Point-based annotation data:
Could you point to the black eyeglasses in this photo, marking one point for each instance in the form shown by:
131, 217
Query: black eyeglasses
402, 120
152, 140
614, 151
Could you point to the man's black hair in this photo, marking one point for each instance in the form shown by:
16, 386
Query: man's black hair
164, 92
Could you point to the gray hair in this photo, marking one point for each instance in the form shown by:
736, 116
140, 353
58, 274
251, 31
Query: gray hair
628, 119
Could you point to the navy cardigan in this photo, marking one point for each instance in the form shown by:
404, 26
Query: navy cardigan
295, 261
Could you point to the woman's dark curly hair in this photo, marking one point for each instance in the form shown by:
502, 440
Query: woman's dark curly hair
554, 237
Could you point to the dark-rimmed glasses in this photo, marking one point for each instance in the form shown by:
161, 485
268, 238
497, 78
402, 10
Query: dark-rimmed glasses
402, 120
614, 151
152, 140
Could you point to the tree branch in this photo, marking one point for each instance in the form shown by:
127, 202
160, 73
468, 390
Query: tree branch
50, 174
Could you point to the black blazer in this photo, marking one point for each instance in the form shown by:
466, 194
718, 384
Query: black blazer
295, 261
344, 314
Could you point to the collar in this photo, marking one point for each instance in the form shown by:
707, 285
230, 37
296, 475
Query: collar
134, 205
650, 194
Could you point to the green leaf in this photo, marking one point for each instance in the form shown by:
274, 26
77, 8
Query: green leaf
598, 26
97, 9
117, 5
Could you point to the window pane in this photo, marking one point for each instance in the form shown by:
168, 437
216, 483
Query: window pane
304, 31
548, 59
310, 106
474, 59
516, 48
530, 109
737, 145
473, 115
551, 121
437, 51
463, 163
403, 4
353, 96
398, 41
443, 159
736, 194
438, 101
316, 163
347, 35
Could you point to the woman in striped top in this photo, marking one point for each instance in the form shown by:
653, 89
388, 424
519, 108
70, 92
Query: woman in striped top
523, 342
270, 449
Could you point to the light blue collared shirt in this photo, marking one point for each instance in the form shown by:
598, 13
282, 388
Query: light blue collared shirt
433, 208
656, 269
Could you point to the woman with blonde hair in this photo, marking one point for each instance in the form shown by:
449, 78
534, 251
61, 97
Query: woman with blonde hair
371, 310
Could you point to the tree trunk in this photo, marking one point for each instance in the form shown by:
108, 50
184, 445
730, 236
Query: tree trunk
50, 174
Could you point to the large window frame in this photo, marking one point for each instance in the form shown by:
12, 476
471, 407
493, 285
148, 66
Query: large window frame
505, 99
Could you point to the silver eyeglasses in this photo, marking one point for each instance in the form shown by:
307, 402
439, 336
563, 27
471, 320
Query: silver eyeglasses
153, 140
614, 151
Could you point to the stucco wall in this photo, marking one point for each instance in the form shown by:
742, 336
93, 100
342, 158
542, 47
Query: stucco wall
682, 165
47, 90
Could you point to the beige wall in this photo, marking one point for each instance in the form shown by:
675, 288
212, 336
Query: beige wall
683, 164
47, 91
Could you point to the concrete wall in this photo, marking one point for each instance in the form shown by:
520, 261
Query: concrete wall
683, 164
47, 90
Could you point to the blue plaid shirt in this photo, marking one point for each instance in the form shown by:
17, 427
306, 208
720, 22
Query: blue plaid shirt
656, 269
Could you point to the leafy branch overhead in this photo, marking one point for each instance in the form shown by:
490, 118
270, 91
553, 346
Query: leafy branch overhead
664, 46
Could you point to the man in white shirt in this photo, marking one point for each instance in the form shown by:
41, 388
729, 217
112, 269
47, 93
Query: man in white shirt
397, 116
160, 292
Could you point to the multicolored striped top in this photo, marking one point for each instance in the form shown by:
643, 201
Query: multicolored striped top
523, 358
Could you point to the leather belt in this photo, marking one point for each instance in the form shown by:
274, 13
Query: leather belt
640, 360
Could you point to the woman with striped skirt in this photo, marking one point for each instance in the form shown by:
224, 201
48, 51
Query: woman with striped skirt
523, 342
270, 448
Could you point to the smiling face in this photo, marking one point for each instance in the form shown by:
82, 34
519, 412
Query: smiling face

◆ WRITTEN TASK ◆
Retype the listing. Match it exactly.

◆ THE OUTPUT ◆
Could you point to the black eyeglasses in this photo, marking one point for each instance in the form shown by:
131, 217
Query: black eyeglasses
402, 120
152, 140
614, 151
Could you point to the man's black hair in this photo, marking one point for each instance in the form shown by:
16, 386
Query: man's black hair
164, 92
Could you point to the gray hair in this photo, marking one point for each instance in the form shown by:
736, 116
140, 353
58, 274
251, 31
Query: gray hair
628, 119
Could you point to the navy cardigan in this photo, marking one point for each instance in the form shown by:
404, 26
Query: navy cardigan
295, 261
Could you point to the woman's dark curly hair in this photo, marking one point for each instance in the form shown by:
502, 440
Query: woman's dark curly hair
554, 237
Could you point to the dark-rimmed glasses in this photo, marking one point for each instance in the form shown by:
161, 485
268, 238
497, 78
402, 10
Query: dark-rimmed glasses
402, 120
614, 151
152, 140
Could you point to the tree branch in this photo, marking one point for each instance in the form shown by:
127, 202
160, 73
468, 390
Query: tree branch
50, 174
Could you point to the black blazer in this photo, marking one point for each instance in the form shown by:
466, 194
718, 384
Query: black blazer
295, 261
344, 314
Could you point to the collar in this photo, marking one point for each instance in the form shown by:
707, 285
230, 37
296, 475
Query: collar
134, 205
650, 194
Could you point to the green leaf in this photo, marking one point for each instance in the form shown by:
274, 26
77, 8
Query: green leaf
598, 26
97, 9
117, 5
Could you point to the window pane in this photo, marking one point for each instance in the form shown by:
168, 437
216, 483
Query: window pane
304, 31
548, 59
310, 106
474, 59
516, 48
530, 109
737, 145
473, 115
551, 121
437, 51
463, 163
403, 4
353, 96
398, 41
443, 159
736, 194
438, 101
316, 163
347, 35
Could you point to the woman in striped top in this photo, marking one point for each instance in the form shown by:
653, 89
388, 424
519, 108
70, 92
Query: woman in striped top
523, 342
270, 449
Could you point to the light blue collared shirt in this photo, marking one point for each instance in the form shown by:
598, 13
282, 388
Query: light blue collared shirt
433, 208
656, 269
Could you point to the woman with blonde hair in this photo, marking one point for each instance in the form shown by:
449, 78
534, 251
61, 97
Query: woman with blonde hair
371, 310
Could you point to the tree trunk in this photo, marking one point for each instance in the form shown by:
108, 50
184, 445
730, 236
Query: tree trunk
50, 174
Could you point to the large window frame in this photo, marking one point for each instance in the form shown by:
12, 476
471, 407
493, 285
148, 66
Query: large window frame
505, 99
Could you point to the silver eyeglasses in this photo, marking one point for each instance in the form shown by:
307, 402
439, 336
563, 27
471, 320
Query: silver eyeglasses
153, 140
614, 151
Could you point to the stucco wall in this photo, marking one point for each instance in the form shown by:
742, 336
93, 100
342, 158
542, 47
Query: stucco wall
682, 165
47, 90
Could you point to the beige wall in this photo, marking one point for each instance in the form shown by:
675, 288
212, 336
Query: beige wall
683, 164
47, 91
Could you point to the concrete wall in this photo, marking one point for each instance in the form shown by:
520, 261
Query: concrete wall
683, 164
47, 90
Could you point to the blue plaid shirt in this photo, marking one point for each instance in the form shown by:
17, 427
306, 208
720, 22
Query: blue plaid shirt
656, 269
Could you point to the leafy branch overhead in this photo, marking one point for each instance in the form shown by:
490, 118
270, 91
553, 346
Query: leafy branch overhead
664, 46
Could you point to the man in white shirt in this photo, marking one point for each instance in the form shown by:
41, 388
729, 217
112, 269
47, 93
Query: man in white shirt
397, 116
160, 292
Could you point to the multicolored striped top in this photo, marking one point for each instance in the form shown by:
643, 201
Query: multicolored striped top
523, 358
Could you point to the leather belt in this photo, marking one point for each instance in the form shown by:
274, 13
Query: leather belt
640, 360
Could you point to the woman with striped skirt in this photo, marking one point for each instance in the form shown by:
224, 201
48, 51
Query: woman with striped skirt
523, 342
270, 448
Could you point to the smiling face in this photo, marking one point for each instance in the form shown by:
82, 34
519, 412
Query: smiling face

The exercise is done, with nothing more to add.